**Given exercise**
Everything from the line containing "Locate one point per instance of the veined" to the final line of the records below should be given again exactly, and nothing else.

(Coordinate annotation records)
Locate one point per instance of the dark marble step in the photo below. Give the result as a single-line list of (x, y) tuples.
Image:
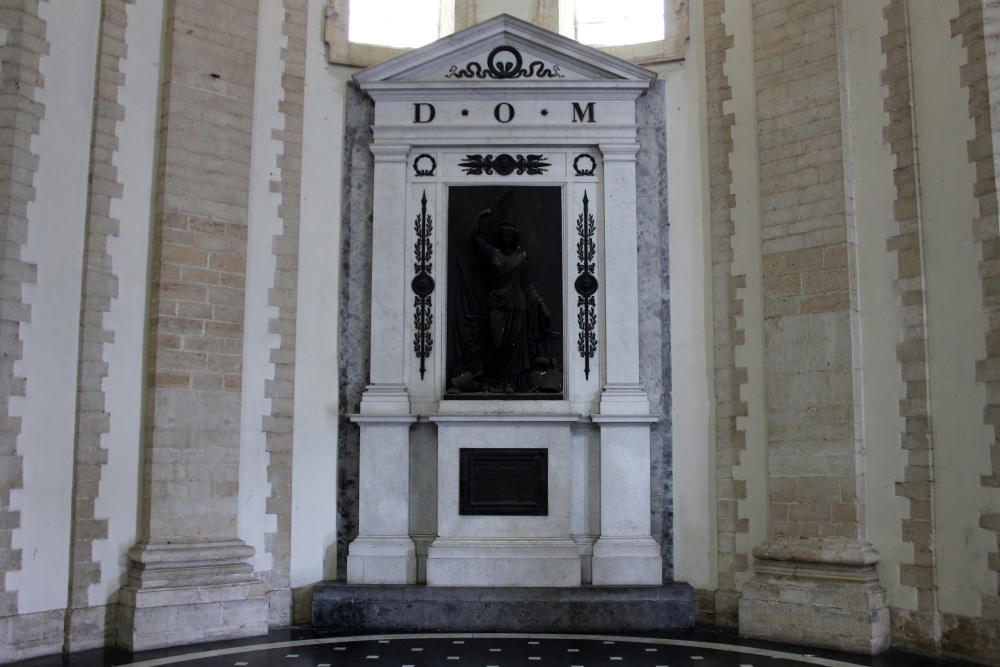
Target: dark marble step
[(509, 609)]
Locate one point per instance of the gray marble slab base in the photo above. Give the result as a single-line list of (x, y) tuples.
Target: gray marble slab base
[(346, 607)]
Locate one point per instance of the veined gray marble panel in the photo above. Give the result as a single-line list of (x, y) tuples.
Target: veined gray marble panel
[(355, 307), (503, 609), (654, 308)]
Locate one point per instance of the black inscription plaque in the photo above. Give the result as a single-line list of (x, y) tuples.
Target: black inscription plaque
[(503, 482)]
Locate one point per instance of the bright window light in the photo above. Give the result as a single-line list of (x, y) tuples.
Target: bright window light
[(619, 22), (401, 23)]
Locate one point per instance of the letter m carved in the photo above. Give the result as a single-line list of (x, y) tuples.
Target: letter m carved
[(587, 112)]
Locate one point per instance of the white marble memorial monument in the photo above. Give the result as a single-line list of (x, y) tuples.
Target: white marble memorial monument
[(505, 107)]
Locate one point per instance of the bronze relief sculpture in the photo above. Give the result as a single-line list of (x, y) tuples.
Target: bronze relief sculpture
[(503, 329)]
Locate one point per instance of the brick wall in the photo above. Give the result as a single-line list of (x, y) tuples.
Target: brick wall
[(730, 441), (810, 292), (198, 275), (283, 295)]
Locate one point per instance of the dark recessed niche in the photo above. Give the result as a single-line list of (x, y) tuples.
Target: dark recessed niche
[(503, 482), (480, 357)]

**Response for this exercise**
Locate one point per instance of the veined gray marble panel in the photo above. Give the result as a single-line list of (x, y) tuples.
Target: veined gray marble panel
[(355, 307), (503, 609), (654, 308)]
Locate one point per instance of the black inscription plaque in the photo above. Give the result as a single-line list of (x, y) tuples.
Target: black inscription plaque
[(503, 482)]
Locate one point per instance of the bright window light in the photo above. Give the result as a single-line list of (x, y) tuples.
Target: bright window light
[(619, 22), (401, 23)]
Locate one point per instance of the letter m carved in the photo above. Give the result as a single-line list of (x, y) tuples.
Target: letter m carved
[(587, 112)]
Locate one point per instance of the white marble memorial monument in the photo above. Give the result as a single-line list of (x, y) tuples.
Target: white marble memorial monument
[(505, 107)]
Locate one point per instance of the bronze relief sculpture in the photo above. Give the result as a single-line list of (x, y) tuples.
Target: bronze relief sculpture
[(503, 329)]
Locate one point per instance of the brick wall in the photo above. Give the result as a single-line list of (x, y) tuples.
Target: brick wall
[(730, 441), (810, 292), (198, 275), (283, 295)]
Locate one point per instance of the dark recessed niche in the photo above. Give the result as a single-line list of (x, y) tuples.
Target: dark recessed niche
[(503, 482), (480, 357)]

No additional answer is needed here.